_Texto para leer_
= = = =
No sé cuántas veces, teniéndote en mis brazos, meciéndote para que vuelvas al sueño, he pensado lo mismo. No sé cuántas ya he acabado, casi sin querer, bailando suavemente, imaginando si algún día podría hacerlo así, de verdad, contigo. Y es que, de noche, en silencio, cuando ya sólo escucho tu respiración en mi hombro, es cuando más miedo tengo al mañana.
Nuestra vida era casi perfecta, de película, con nuestro buen trabajo, con tu madre, con tu hermana, sólo nos faltaba un perro en esa casa. Bueno, un perro, sabes que jamás, por mucho que nos gusten. Sólo nos faltaba, entonces, repetir la experiencia de nuestra primera hija, y que viniera otro, otra, lo que sea, y otro más si se tercia. Estábamos encantados, radiantes, disfrutando cada día como si fuésemos la familia modelo. Y nos atrevimos con un bebé. Hubo un primer intento y algo salió mal. Ya te lo contaré, eres muy pequeña para entenderlo.
Pero volvimos a intentarlo. De repente, nos confirmaron que venías tú. Y nuestras caras volvieron a brillar pero más contenidas. Te mimamos desde que nos dieron la noticia, y no había noche que no se acostara tu madre imaginando tu carita en el techo. Comenzaron las revisiones y, con ellas, un raro infierno. Los médicos no lo tenían claro y se contradecían de una consulta a otra hasta que uno de ellos sentenció, y esa sentencia nos puso entre la espada y la pared.
= = = =
(Entradas de datos recopiladas)
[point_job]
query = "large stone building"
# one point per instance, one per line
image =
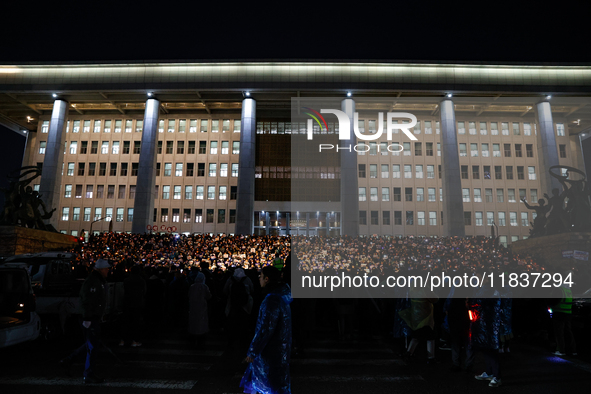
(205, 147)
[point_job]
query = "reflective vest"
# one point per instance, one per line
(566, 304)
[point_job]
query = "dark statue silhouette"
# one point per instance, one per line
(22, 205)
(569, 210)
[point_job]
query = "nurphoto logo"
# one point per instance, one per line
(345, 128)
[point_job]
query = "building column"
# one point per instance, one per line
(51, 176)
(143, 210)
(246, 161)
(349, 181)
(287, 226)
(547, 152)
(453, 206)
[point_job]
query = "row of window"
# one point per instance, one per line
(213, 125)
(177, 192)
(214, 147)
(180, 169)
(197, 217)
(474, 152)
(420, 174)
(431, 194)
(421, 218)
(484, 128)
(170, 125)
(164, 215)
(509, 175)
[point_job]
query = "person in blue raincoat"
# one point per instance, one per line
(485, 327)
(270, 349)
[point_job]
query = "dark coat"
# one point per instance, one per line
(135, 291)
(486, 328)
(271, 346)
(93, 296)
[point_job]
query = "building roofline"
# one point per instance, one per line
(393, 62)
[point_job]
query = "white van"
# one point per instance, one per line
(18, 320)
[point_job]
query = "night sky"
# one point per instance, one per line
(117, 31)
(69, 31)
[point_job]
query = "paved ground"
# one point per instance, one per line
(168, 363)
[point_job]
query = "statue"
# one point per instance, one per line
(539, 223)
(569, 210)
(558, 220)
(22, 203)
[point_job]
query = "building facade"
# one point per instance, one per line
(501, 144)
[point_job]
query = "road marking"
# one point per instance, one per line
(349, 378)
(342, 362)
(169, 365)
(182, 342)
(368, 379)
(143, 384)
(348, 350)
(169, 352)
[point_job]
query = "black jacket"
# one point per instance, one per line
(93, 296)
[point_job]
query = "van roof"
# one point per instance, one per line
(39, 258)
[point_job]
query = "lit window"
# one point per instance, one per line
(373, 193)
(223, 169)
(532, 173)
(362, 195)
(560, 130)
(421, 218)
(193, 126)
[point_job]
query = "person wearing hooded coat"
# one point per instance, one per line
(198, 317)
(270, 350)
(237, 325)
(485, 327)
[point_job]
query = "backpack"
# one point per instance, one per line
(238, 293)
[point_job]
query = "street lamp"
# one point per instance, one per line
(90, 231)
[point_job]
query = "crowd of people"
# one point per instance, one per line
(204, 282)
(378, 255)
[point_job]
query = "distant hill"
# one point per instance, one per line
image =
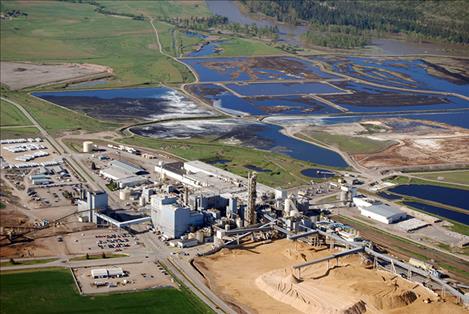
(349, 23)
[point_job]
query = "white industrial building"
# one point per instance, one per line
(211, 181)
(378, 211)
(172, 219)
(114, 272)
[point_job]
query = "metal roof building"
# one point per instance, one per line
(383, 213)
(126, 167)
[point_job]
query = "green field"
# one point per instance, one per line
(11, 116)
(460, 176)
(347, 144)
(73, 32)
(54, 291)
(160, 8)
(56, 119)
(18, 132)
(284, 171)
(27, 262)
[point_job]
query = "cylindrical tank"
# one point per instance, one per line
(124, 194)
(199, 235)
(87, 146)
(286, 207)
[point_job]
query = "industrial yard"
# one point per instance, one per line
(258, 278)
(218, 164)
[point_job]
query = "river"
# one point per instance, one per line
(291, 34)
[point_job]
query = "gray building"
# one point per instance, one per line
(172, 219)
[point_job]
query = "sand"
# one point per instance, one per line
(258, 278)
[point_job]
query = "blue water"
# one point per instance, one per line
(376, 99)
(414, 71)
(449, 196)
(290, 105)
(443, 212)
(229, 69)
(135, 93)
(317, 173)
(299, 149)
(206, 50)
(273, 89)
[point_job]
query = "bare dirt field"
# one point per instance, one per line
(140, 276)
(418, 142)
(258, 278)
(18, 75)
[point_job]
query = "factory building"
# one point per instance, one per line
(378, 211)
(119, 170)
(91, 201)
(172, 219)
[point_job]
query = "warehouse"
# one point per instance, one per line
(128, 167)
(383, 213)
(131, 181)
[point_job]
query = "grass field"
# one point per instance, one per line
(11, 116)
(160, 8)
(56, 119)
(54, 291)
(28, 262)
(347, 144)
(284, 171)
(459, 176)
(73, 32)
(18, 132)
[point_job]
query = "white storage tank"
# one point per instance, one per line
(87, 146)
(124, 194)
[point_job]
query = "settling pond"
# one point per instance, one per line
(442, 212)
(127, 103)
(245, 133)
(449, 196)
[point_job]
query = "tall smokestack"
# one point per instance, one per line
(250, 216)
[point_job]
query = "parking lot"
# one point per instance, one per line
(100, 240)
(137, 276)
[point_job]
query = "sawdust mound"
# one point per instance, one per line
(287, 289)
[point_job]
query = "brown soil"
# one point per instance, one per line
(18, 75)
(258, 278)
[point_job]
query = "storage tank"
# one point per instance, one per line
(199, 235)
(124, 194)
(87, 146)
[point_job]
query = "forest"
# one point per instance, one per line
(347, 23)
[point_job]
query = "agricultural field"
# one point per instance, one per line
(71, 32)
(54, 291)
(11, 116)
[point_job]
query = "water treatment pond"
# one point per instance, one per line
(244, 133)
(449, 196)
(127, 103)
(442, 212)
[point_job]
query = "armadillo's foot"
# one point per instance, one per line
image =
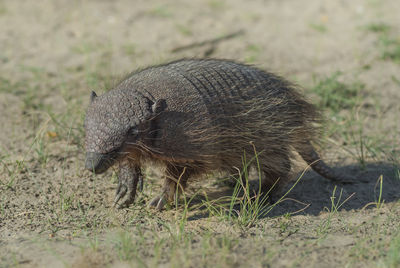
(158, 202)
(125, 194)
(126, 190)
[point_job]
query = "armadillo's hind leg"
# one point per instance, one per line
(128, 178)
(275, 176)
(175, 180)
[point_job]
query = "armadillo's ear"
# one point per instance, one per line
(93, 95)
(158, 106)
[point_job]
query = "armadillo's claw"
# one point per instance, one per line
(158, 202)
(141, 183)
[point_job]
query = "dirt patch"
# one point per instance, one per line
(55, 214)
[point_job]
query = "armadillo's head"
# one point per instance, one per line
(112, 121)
= = = =
_Tareas por hacer_
1. Copia el fragmento del texto desde "Nuestra vida era" hasta "pequeña para entenderlo.", ambos incluidos, y sustituye "película" por "cuento".
2. Según el texto, ¿cómo actuaban los médicos durante las revisiones?
3. Indica si cada afirmación concuerda con el texto: (a) El primer intento de tener un bebé salió bien. (b) La madre imaginaba por las noches la carita del bebé en el techo. (c) La familia ya tenía un perro en casa.

_Respuestas_
1.
Nuestra vida era casi perfecta, de cuento, con nuestro buen trabajo, con tu madre, con tu hermana, sólo nos faltaba un perro en esa casa. Bueno, un perro, sabes que jamás, por mucho que nos gusten. Sólo nos faltaba, entonces, repetir la experiencia de nuestra primera hija, y que viniera otro, otra, lo que sea, y otro más si se tercia. Estábamos encantados, radiantes, disfrutando cada día como si fuésemos la familia modelo. Y nos atrevimos con un bebé. Hubo un primer intento y algo salió mal. Ya te lo contaré, eres muy pequeña para entenderlo.

2. No lo tenían claro y se contradecían de una consulta a otra.

3.
(a) No: «Hubo un primer intento y algo salió mal».
(b) Sí: «no había noche que no se acostara tu madre imaginando tu carita en el techo».
(c) No: «sólo nos faltaba un perro en esa casa».